[Exercise aim]
Repeat the material verbatim and drop the pictures.

[Supplied material]
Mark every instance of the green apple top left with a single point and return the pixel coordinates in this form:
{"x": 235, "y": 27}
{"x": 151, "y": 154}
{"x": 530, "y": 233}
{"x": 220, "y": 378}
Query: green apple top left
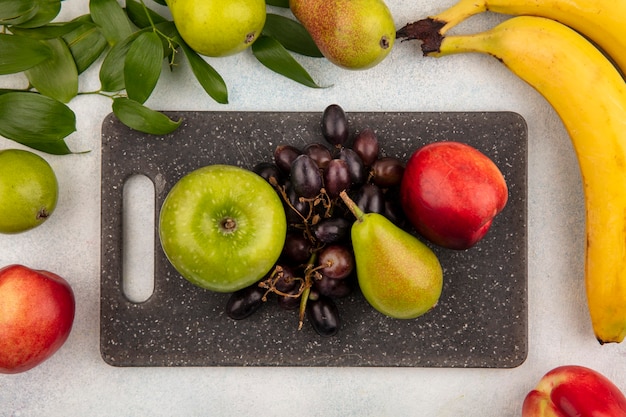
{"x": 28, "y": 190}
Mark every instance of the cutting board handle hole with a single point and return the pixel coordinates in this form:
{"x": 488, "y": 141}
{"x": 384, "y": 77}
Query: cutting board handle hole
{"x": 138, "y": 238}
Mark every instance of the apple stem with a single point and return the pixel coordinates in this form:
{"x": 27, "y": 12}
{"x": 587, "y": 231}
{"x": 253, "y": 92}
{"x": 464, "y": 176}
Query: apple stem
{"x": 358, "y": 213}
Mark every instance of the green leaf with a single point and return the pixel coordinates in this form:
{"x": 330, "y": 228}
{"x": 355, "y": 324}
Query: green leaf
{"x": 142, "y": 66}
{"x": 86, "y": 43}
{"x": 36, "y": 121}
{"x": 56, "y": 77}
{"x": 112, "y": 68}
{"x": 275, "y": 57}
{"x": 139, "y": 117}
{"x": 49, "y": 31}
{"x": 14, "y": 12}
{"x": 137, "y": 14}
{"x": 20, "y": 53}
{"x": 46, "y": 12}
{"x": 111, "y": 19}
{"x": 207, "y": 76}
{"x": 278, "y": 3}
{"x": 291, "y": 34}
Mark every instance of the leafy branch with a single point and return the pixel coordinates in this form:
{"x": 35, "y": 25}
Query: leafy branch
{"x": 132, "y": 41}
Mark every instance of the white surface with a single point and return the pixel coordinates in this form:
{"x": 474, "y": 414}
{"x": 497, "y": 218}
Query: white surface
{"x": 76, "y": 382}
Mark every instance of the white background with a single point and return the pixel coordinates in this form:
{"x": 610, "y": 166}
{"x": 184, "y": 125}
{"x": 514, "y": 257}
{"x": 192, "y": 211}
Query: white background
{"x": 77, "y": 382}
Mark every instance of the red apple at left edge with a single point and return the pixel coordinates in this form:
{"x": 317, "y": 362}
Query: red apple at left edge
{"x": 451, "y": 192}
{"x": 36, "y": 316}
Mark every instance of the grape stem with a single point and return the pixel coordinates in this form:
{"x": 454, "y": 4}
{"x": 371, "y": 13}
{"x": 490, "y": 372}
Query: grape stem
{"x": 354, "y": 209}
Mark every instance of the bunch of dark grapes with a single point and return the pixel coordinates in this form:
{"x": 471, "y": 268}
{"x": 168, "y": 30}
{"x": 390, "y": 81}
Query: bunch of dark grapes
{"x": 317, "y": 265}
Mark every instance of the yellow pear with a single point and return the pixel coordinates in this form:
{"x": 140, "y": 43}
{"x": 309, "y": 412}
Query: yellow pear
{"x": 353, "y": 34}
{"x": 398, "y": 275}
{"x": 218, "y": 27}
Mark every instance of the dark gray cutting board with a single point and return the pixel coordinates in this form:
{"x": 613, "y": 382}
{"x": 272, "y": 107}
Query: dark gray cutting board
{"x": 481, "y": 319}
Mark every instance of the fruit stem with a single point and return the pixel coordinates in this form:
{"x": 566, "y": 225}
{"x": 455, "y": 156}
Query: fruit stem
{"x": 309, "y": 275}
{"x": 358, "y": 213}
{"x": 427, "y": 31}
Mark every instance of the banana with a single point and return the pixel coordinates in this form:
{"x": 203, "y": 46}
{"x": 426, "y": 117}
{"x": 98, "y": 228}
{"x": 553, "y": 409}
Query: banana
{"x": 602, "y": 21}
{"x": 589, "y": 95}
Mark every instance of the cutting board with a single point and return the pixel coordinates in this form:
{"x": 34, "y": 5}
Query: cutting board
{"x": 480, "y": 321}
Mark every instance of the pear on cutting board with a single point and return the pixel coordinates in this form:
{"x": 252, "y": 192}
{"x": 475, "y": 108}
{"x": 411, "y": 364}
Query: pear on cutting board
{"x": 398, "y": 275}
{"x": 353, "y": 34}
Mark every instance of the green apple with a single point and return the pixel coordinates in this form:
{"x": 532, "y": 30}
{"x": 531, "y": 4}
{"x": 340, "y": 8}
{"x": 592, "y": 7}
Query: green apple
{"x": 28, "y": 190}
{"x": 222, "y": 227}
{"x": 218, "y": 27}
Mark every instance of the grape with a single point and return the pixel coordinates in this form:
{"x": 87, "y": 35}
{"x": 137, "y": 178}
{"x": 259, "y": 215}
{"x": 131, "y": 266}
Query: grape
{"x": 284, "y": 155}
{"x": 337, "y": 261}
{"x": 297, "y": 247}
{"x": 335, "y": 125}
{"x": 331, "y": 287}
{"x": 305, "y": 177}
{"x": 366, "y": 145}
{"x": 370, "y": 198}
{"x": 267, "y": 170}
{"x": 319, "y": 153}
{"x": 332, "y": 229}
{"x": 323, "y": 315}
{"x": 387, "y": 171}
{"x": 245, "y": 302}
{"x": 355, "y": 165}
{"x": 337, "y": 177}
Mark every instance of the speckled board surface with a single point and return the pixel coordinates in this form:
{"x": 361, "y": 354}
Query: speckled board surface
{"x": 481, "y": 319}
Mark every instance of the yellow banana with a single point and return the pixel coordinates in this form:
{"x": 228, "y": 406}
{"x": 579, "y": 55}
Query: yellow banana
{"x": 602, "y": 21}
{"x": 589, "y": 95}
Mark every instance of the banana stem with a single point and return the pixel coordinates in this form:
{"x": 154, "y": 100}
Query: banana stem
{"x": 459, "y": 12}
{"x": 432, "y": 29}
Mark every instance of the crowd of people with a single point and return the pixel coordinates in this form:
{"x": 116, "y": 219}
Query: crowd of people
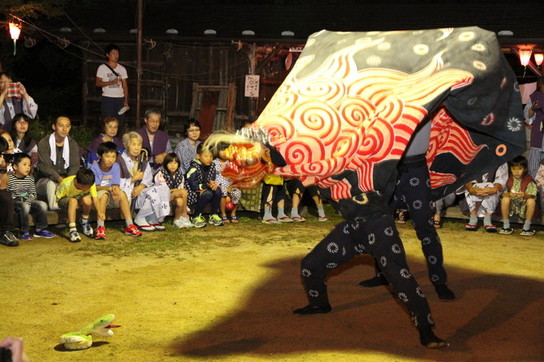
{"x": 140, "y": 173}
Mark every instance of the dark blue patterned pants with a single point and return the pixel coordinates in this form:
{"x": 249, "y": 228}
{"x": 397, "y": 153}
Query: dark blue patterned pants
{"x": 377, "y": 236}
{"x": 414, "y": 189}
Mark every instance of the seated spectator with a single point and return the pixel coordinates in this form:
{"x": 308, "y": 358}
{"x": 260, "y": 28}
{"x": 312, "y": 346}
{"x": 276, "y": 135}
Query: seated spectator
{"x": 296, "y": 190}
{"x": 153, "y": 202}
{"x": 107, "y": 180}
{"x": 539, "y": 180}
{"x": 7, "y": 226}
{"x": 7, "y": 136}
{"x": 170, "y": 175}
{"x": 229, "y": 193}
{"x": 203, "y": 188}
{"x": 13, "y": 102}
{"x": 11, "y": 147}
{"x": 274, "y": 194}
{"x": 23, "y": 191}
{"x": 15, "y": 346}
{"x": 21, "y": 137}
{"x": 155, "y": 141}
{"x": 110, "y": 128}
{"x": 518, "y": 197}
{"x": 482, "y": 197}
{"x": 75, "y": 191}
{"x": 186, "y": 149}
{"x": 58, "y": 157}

[Expected output]
Mark every instance of the green apple top left with a single point and return the pixel coordinates in this form:
{"x": 235, "y": 27}
{"x": 151, "y": 154}
{"x": 530, "y": 233}
{"x": 220, "y": 378}
Query: green apple top left
{"x": 28, "y": 190}
Mark every instance of the cutting board handle hole with a single point and return the pixel coordinates in this form:
{"x": 488, "y": 141}
{"x": 384, "y": 77}
Query: cutting board handle hole
{"x": 138, "y": 238}
Mark every instance of the apple stem with a single point and return the pixel coordinates in this form:
{"x": 27, "y": 12}
{"x": 587, "y": 231}
{"x": 253, "y": 92}
{"x": 464, "y": 176}
Query: apple stem
{"x": 358, "y": 213}
Mark every instance of the green leaf with a single point and return the pixel coordinates in this form:
{"x": 330, "y": 228}
{"x": 355, "y": 324}
Query: green leaf
{"x": 142, "y": 66}
{"x": 86, "y": 43}
{"x": 36, "y": 121}
{"x": 56, "y": 77}
{"x": 112, "y": 68}
{"x": 275, "y": 57}
{"x": 139, "y": 117}
{"x": 49, "y": 31}
{"x": 14, "y": 12}
{"x": 137, "y": 14}
{"x": 20, "y": 53}
{"x": 46, "y": 12}
{"x": 111, "y": 19}
{"x": 207, "y": 76}
{"x": 278, "y": 3}
{"x": 291, "y": 34}
Mark every instance of the leafy branch with a single point and return the pixel coordinates in this form:
{"x": 35, "y": 25}
Query: leafy branch
{"x": 132, "y": 41}
Mark every instance of the white surface with a single point and return the pixel coordinates in this form:
{"x": 474, "y": 414}
{"x": 497, "y": 218}
Query: white surface
{"x": 76, "y": 382}
Mark every instance of the white background with a single point and return the pixel coordinates in this form:
{"x": 610, "y": 166}
{"x": 184, "y": 125}
{"x": 514, "y": 257}
{"x": 192, "y": 211}
Query: white background
{"x": 77, "y": 382}
Mark every instance of the red apple at left edge with a single point and return the pixel coordinates in this form:
{"x": 317, "y": 362}
Query: red apple at left edge
{"x": 451, "y": 192}
{"x": 36, "y": 316}
Mark every instance of the grape stem with a single point and return the pixel coordinates in this form:
{"x": 454, "y": 4}
{"x": 371, "y": 13}
{"x": 490, "y": 372}
Query: grape stem
{"x": 354, "y": 209}
Mark every instance of the bunch of dark grapes with a single point and return the pixel coordinates in this form:
{"x": 471, "y": 268}
{"x": 168, "y": 30}
{"x": 390, "y": 81}
Query: bunch of dark grapes
{"x": 317, "y": 265}
Mark every instance of the yellow pear with a single point and return the pixel coordinates in this form:
{"x": 140, "y": 43}
{"x": 309, "y": 412}
Query: yellow pear
{"x": 353, "y": 34}
{"x": 398, "y": 275}
{"x": 218, "y": 27}
Mark every instance of the dark gray cutting board with a single point and return the pixel coordinates in this form:
{"x": 613, "y": 382}
{"x": 272, "y": 107}
Query: dark gray cutting board
{"x": 481, "y": 319}
Mark every instance of the fruit stem with a single point and return the pixel coordinates in this form:
{"x": 566, "y": 225}
{"x": 455, "y": 156}
Query: fruit stem
{"x": 309, "y": 275}
{"x": 358, "y": 213}
{"x": 427, "y": 31}
Mark every instance of the banana with a single point and return the pixel coordinates in this form:
{"x": 203, "y": 46}
{"x": 426, "y": 117}
{"x": 98, "y": 228}
{"x": 553, "y": 409}
Query: banana
{"x": 602, "y": 21}
{"x": 589, "y": 95}
Mark every instance of the cutting board with a single point and return the pixel coordinates in this form:
{"x": 34, "y": 5}
Query: cutting board
{"x": 480, "y": 321}
Mark every instance of the pear on cutting board with a single point and return the pixel coordinates in this form:
{"x": 252, "y": 192}
{"x": 475, "y": 108}
{"x": 411, "y": 364}
Query: pear on cutting board
{"x": 398, "y": 275}
{"x": 353, "y": 34}
Mark every instance of the green apple with a single point and return the pixel coordinates in this form:
{"x": 532, "y": 30}
{"x": 531, "y": 4}
{"x": 340, "y": 8}
{"x": 592, "y": 7}
Query: green apple
{"x": 28, "y": 190}
{"x": 222, "y": 227}
{"x": 218, "y": 27}
Mark every instance of the grape with a single point and return the pixel coordinates in this form:
{"x": 87, "y": 35}
{"x": 137, "y": 178}
{"x": 259, "y": 215}
{"x": 131, "y": 266}
Query: grape
{"x": 284, "y": 155}
{"x": 337, "y": 261}
{"x": 297, "y": 247}
{"x": 335, "y": 125}
{"x": 331, "y": 287}
{"x": 305, "y": 177}
{"x": 366, "y": 145}
{"x": 370, "y": 198}
{"x": 267, "y": 170}
{"x": 319, "y": 153}
{"x": 332, "y": 229}
{"x": 323, "y": 315}
{"x": 387, "y": 171}
{"x": 245, "y": 302}
{"x": 355, "y": 165}
{"x": 337, "y": 177}
Mark every instance of the speckled board surface with a single point and return the pixel coordinates in this form:
{"x": 361, "y": 354}
Query: speckled board surface
{"x": 481, "y": 319}
Mark every instance of the yellow banana with a single point and return the pixel coordinates in this form:
{"x": 228, "y": 406}
{"x": 579, "y": 55}
Query: yellow banana
{"x": 602, "y": 21}
{"x": 589, "y": 95}
Mark every instance of the banana stem with a single point and return the pixel coordinates in this form:
{"x": 154, "y": 100}
Query: banana stem
{"x": 459, "y": 12}
{"x": 432, "y": 29}
Mark every instance of the crowd of people with a single point and return the pixel coordinates in this form:
{"x": 116, "y": 219}
Query: crowd of people
{"x": 140, "y": 173}
Mark every instance of the dark blue patterned pants with a single point and return the pixel coordinates in this form:
{"x": 249, "y": 228}
{"x": 397, "y": 153}
Query: dark blue patterned pants
{"x": 377, "y": 236}
{"x": 414, "y": 189}
Mark every instance of the seated spectator with a single point and return the pixel coordinates in this form:
{"x": 308, "y": 358}
{"x": 260, "y": 28}
{"x": 312, "y": 346}
{"x": 276, "y": 135}
Query: seated spectator
{"x": 296, "y": 190}
{"x": 153, "y": 202}
{"x": 107, "y": 180}
{"x": 539, "y": 180}
{"x": 7, "y": 226}
{"x": 7, "y": 136}
{"x": 170, "y": 175}
{"x": 229, "y": 193}
{"x": 203, "y": 188}
{"x": 13, "y": 102}
{"x": 11, "y": 147}
{"x": 274, "y": 194}
{"x": 23, "y": 191}
{"x": 15, "y": 346}
{"x": 21, "y": 137}
{"x": 155, "y": 141}
{"x": 110, "y": 128}
{"x": 518, "y": 197}
{"x": 482, "y": 197}
{"x": 75, "y": 191}
{"x": 186, "y": 149}
{"x": 58, "y": 157}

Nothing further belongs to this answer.